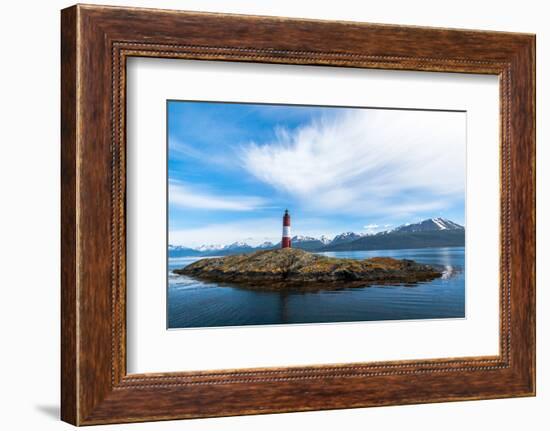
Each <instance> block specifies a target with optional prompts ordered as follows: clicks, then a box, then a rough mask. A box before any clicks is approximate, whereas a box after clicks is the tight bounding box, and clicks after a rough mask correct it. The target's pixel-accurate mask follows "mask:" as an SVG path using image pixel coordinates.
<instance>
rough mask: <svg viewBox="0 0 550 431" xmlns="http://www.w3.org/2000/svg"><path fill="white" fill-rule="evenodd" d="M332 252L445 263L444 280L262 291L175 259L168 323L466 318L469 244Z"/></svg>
mask: <svg viewBox="0 0 550 431" xmlns="http://www.w3.org/2000/svg"><path fill="white" fill-rule="evenodd" d="M323 254H326V255H327V256H334V257H345V258H351V259H364V258H368V257H373V256H391V257H395V258H398V259H403V258H406V259H412V260H415V261H417V262H421V263H428V264H438V265H443V266H445V268H446V272H445V274H444V276H443V277H442V278H439V279H436V280H433V281H430V282H423V283H417V284H412V285H396V286H380V285H371V286H368V287H354V288H349V289H341V290H332V291H321V292H306V293H304V292H299V291H285V292H261V291H256V290H246V289H241V288H238V287H235V286H228V285H223V284H218V283H206V282H201V281H197V280H194V279H191V278H189V277H185V276H178V275H176V274H174V273H172V272H171V271H172V270H173V269H175V268H182V267H184V266H186V265H188V264H190V263H192V262H194V261H196V260H198V259H199V258H196V257H188V258H187V257H183V258H170V259H169V264H168V265H169V268H168V271H169V274H168V327H169V328H171V329H173V328H199V327H212V326H242V325H280V324H288V323H321V322H325V323H326V322H355V321H373V320H406V319H441V318H461V317H464V297H465V296H464V293H465V292H464V291H465V289H464V286H465V285H464V247H446V248H423V249H414V250H413V249H409V250H380V251H350V252H330V253H323Z"/></svg>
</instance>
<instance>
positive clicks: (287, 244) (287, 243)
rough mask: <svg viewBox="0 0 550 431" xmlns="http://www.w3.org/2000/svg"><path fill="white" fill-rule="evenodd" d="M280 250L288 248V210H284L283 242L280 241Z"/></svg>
mask: <svg viewBox="0 0 550 431" xmlns="http://www.w3.org/2000/svg"><path fill="white" fill-rule="evenodd" d="M281 247H282V248H290V247H291V244H290V215H289V214H288V210H285V215H284V216H283V240H282V241H281Z"/></svg>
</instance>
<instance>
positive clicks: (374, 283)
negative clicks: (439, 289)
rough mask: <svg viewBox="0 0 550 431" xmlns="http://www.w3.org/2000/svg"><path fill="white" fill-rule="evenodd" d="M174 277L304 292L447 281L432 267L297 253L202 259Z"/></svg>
mask: <svg viewBox="0 0 550 431" xmlns="http://www.w3.org/2000/svg"><path fill="white" fill-rule="evenodd" d="M173 272H174V273H176V274H179V275H186V276H189V277H193V278H197V279H200V280H205V281H213V282H225V283H230V284H237V285H242V286H243V287H248V288H258V289H285V288H297V287H299V288H300V289H303V290H308V289H315V290H319V289H326V290H329V289H338V288H342V287H358V286H367V285H370V284H403V283H405V284H406V283H416V282H420V281H429V280H433V279H435V278H438V277H440V276H441V275H442V271H440V270H438V269H437V268H435V267H433V266H430V265H424V264H420V263H417V262H414V261H412V260H407V259H401V260H400V259H393V258H390V257H373V258H370V259H362V260H358V259H342V258H334V257H327V256H322V255H318V254H314V253H309V252H307V251H304V250H300V249H295V248H281V249H276V250H265V251H257V252H255V253H250V254H238V255H232V256H225V257H217V258H206V259H200V260H198V261H196V262H194V263H192V264H190V265H188V266H186V267H185V268H182V269H176V270H174V271H173Z"/></svg>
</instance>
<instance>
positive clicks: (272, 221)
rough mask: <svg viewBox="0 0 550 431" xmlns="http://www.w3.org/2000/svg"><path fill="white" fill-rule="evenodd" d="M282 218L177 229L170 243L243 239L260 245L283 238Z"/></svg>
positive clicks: (280, 239)
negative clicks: (281, 221)
mask: <svg viewBox="0 0 550 431" xmlns="http://www.w3.org/2000/svg"><path fill="white" fill-rule="evenodd" d="M281 223H282V222H281V220H280V219H274V218H265V219H253V220H245V221H239V222H233V223H213V224H209V225H206V226H201V227H198V228H189V229H176V230H172V231H170V233H169V242H170V244H175V245H185V246H187V247H197V246H200V245H203V244H231V243H233V242H236V241H243V240H246V242H247V243H248V244H250V245H258V244H261V243H262V242H265V241H271V242H277V241H280V240H281V229H280V228H279V227H280V226H281Z"/></svg>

**REQUIREMENT:**
From the line containing "218L177 229L170 243L243" to the final line of the data above, transcribe every line exactly and nothing more.

**ANSWER BOX:**
rough mask: <svg viewBox="0 0 550 431" xmlns="http://www.w3.org/2000/svg"><path fill="white" fill-rule="evenodd" d="M282 218L177 229L170 243L243 239L260 245L283 238Z"/></svg>
positive clicks: (280, 239)
negative clicks: (281, 221)
mask: <svg viewBox="0 0 550 431" xmlns="http://www.w3.org/2000/svg"><path fill="white" fill-rule="evenodd" d="M281 223H282V222H281V220H280V219H274V218H265V219H253V220H245V221H239V222H233V223H213V224H209V225H206V226H201V227H198V228H189V229H176V230H172V231H170V233H169V242H170V244H175V245H185V246H187V247H197V246H200V245H203V244H231V243H233V242H236V241H243V240H246V242H247V243H248V244H250V245H258V244H261V243H262V242H265V241H271V242H277V241H280V240H281V229H280V228H279V227H280V226H281Z"/></svg>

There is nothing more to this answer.